**PROBLEM STATEMENT:**
Could you set down every record below exactly as it appears?

** Opening EXERCISE INPUT block **

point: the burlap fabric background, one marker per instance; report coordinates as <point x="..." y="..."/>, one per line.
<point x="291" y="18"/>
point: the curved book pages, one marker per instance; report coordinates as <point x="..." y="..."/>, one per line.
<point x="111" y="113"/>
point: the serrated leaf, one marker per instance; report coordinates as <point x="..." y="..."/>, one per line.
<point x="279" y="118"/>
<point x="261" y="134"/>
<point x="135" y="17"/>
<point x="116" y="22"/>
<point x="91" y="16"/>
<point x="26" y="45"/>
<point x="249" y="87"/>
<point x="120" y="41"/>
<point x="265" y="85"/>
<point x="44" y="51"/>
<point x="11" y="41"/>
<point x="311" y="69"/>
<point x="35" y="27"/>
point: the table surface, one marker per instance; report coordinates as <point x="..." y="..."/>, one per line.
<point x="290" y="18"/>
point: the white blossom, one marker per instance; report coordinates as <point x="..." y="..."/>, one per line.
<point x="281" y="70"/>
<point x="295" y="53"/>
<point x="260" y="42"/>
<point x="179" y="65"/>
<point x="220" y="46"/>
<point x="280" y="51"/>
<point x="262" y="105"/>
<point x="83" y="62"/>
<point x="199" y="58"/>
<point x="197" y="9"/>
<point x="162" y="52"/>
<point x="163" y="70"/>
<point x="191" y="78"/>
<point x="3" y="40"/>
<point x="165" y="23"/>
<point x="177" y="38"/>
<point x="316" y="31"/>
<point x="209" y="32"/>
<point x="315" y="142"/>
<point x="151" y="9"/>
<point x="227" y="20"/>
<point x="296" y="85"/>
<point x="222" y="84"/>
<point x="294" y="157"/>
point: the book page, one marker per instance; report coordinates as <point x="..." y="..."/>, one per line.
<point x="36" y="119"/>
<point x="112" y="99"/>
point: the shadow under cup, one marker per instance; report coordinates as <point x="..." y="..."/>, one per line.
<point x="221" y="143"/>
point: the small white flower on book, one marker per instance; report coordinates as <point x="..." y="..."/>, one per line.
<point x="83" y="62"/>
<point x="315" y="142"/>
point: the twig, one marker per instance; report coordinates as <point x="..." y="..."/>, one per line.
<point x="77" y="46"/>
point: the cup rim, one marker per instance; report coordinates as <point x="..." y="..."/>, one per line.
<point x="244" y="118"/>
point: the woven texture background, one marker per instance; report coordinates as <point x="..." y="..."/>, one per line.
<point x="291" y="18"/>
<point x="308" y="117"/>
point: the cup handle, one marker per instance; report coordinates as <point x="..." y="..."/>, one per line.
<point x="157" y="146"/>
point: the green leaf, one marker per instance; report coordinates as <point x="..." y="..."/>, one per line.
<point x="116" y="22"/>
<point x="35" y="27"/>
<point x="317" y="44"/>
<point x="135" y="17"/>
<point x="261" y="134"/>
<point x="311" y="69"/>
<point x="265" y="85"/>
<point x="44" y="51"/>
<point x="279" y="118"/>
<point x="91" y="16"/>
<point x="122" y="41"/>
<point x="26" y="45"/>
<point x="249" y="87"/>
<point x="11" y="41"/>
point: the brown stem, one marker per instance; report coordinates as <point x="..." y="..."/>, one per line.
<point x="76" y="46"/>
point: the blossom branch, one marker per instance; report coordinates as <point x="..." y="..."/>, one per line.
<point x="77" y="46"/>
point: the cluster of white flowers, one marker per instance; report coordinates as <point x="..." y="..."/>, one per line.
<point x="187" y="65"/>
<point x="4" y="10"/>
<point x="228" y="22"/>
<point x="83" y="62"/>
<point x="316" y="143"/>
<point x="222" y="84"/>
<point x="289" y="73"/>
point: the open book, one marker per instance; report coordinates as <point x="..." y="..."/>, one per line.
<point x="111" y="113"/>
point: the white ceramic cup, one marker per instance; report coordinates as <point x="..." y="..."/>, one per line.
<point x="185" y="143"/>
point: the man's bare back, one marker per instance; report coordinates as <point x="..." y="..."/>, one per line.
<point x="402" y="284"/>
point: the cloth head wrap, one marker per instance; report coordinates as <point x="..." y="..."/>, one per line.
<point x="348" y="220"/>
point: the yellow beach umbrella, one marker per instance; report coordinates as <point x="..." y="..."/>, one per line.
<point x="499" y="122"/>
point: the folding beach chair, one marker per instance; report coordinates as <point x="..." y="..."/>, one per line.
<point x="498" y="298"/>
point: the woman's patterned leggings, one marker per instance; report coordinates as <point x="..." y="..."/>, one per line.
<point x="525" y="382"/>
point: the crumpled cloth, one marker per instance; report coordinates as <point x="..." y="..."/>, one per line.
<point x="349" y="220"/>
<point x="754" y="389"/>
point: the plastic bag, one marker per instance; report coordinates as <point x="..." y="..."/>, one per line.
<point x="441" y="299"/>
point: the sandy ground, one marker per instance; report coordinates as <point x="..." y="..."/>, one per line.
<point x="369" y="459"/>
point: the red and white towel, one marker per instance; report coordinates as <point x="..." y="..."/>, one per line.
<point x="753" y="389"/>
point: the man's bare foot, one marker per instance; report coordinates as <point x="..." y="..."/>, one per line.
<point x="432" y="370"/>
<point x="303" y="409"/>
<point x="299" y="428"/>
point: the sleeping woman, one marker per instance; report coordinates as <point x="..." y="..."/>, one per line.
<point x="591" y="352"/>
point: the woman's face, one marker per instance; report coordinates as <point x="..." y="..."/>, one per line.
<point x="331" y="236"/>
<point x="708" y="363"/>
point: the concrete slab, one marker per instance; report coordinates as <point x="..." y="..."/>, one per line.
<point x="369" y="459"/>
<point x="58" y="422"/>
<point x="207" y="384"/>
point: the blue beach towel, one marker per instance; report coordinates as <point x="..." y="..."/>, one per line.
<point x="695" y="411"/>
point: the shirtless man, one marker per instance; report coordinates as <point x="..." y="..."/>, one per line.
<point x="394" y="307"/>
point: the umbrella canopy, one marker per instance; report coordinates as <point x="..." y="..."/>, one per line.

** Closing EXERCISE INPUT block **

**TASK RESULT:**
point: the burlap fabric background, one marker per instance; report coordinates as <point x="..." y="..."/>, one per line.
<point x="291" y="18"/>
point: the curved book pages, one marker per instance; report coordinates as <point x="..." y="..."/>, one per line.
<point x="111" y="113"/>
point: the serrated leaf, one marker per instance; report coordinates as <point x="..." y="..."/>, one per line.
<point x="279" y="118"/>
<point x="261" y="134"/>
<point x="135" y="17"/>
<point x="116" y="22"/>
<point x="91" y="16"/>
<point x="26" y="45"/>
<point x="249" y="87"/>
<point x="120" y="41"/>
<point x="265" y="85"/>
<point x="44" y="51"/>
<point x="11" y="41"/>
<point x="311" y="69"/>
<point x="35" y="27"/>
point: the table surface, one marker per instance; report coordinates as <point x="..." y="..."/>, one per line.
<point x="290" y="18"/>
point: the white blossom, one marker per instance; report coordinates as <point x="..." y="..."/>, one per line.
<point x="281" y="70"/>
<point x="295" y="53"/>
<point x="260" y="42"/>
<point x="179" y="65"/>
<point x="220" y="46"/>
<point x="280" y="51"/>
<point x="262" y="105"/>
<point x="83" y="62"/>
<point x="199" y="58"/>
<point x="197" y="9"/>
<point x="162" y="52"/>
<point x="163" y="70"/>
<point x="191" y="78"/>
<point x="3" y="40"/>
<point x="165" y="23"/>
<point x="177" y="38"/>
<point x="316" y="31"/>
<point x="209" y="32"/>
<point x="315" y="142"/>
<point x="151" y="9"/>
<point x="227" y="20"/>
<point x="296" y="85"/>
<point x="222" y="84"/>
<point x="294" y="157"/>
point: the book page, one marker per instance; report coordinates as <point x="..." y="..."/>, one per line.
<point x="36" y="119"/>
<point x="112" y="99"/>
point: the shadow under cup, one marker per instance; report coordinates as <point x="..." y="..."/>, one per line.
<point x="221" y="143"/>
point: the small white flower on book, one marker per instance; report coordinates as <point x="..." y="..."/>, one per line.
<point x="83" y="62"/>
<point x="315" y="142"/>
point: the twig, one marker per instance; report coordinates as <point x="..." y="..."/>, one per line.
<point x="77" y="46"/>
point: the cup rim, one marker per instance; report coordinates as <point x="..." y="..."/>, one per line.
<point x="244" y="118"/>
point: the woven texture background, one marker per instance; report coordinates as <point x="..." y="..."/>, one per line.
<point x="291" y="18"/>
<point x="308" y="117"/>
point: the cup handle, one marker per instance; report coordinates as <point x="..." y="..."/>, one per line.
<point x="157" y="146"/>
point: the green leaf, one marker per instance; report coordinates as <point x="..." y="..."/>, one per line.
<point x="116" y="22"/>
<point x="35" y="27"/>
<point x="317" y="44"/>
<point x="135" y="17"/>
<point x="261" y="134"/>
<point x="311" y="69"/>
<point x="265" y="85"/>
<point x="44" y="51"/>
<point x="279" y="118"/>
<point x="91" y="16"/>
<point x="122" y="41"/>
<point x="26" y="45"/>
<point x="249" y="87"/>
<point x="11" y="41"/>
point: the brown stem, one marker per instance; report coordinates as <point x="..." y="..."/>, one per line.
<point x="76" y="46"/>
point: the blossom branch, one marker per instance; report coordinates as <point x="..." y="..."/>, one per line.
<point x="77" y="46"/>
point: the cluster of white flowers, one marker per instance; report coordinates as <point x="..." y="..."/>, one per line.
<point x="187" y="65"/>
<point x="4" y="10"/>
<point x="228" y="22"/>
<point x="83" y="62"/>
<point x="316" y="143"/>
<point x="222" y="84"/>
<point x="289" y="73"/>
point: the open book, one marker per instance; report coordinates as <point x="..." y="..."/>, one per line.
<point x="111" y="113"/>
point: the white ceramic cup, one marker per instance; report coordinates as <point x="..." y="..."/>, one per line.
<point x="185" y="143"/>
point: the man's bare back, one marker per instance; report coordinates as <point x="..." y="..."/>, one per line.
<point x="402" y="284"/>
point: the cloth head wrap, one marker per instance; report coordinates as <point x="..." y="..."/>, one per line.
<point x="348" y="220"/>
point: the yellow beach umbrella, one marker per instance; report coordinates as <point x="..." y="..."/>, one per line.
<point x="499" y="122"/>
point: the folding beach chair, one marker per instance; report coordinates as <point x="..." y="..."/>, one per line.
<point x="498" y="298"/>
point: the woman's patterned leggings, one marker per instance; report coordinates as <point x="..." y="..."/>, one per line.
<point x="525" y="382"/>
point: the crumpled cloth, one marker per instance; report coordinates as <point x="..." y="..."/>, one per line.
<point x="349" y="220"/>
<point x="754" y="389"/>
point: the plastic bag, one marker per instance; report coordinates as <point x="..." y="..."/>, one per line.
<point x="441" y="299"/>
point: the sandy ground, one marker per instance; report coordinates as <point x="..." y="..."/>, one per line.
<point x="369" y="459"/>
point: the red and white towel, one marker per instance; report coordinates as <point x="..." y="..."/>, one per line.
<point x="753" y="389"/>
point: the man's bare foot, one marker per instance; report coordinates as <point x="..." y="..."/>, one per line.
<point x="432" y="370"/>
<point x="303" y="409"/>
<point x="299" y="428"/>
point: the sleeping woman, one marker per instance; report coordinates as <point x="..." y="..."/>, one per line.
<point x="591" y="352"/>
point: the woman's face, one marker per instance; report coordinates as <point x="..." y="..."/>, one per line.
<point x="331" y="236"/>
<point x="708" y="363"/>
point: the concrete slab, one marker per instance; report coordinates as <point x="..." y="..."/>, one per line.
<point x="369" y="459"/>
<point x="58" y="422"/>
<point x="207" y="384"/>
point: the blue beach towel, one marker per instance; report coordinates as <point x="..." y="..."/>, one per line.
<point x="695" y="411"/>
point: the shirtless man, one marker per instance; report coordinates as <point x="..." y="..."/>, one per line.
<point x="394" y="307"/>
point: the umbrella canopy, one marker per instance; report coordinates as <point x="..." y="..."/>, one per line.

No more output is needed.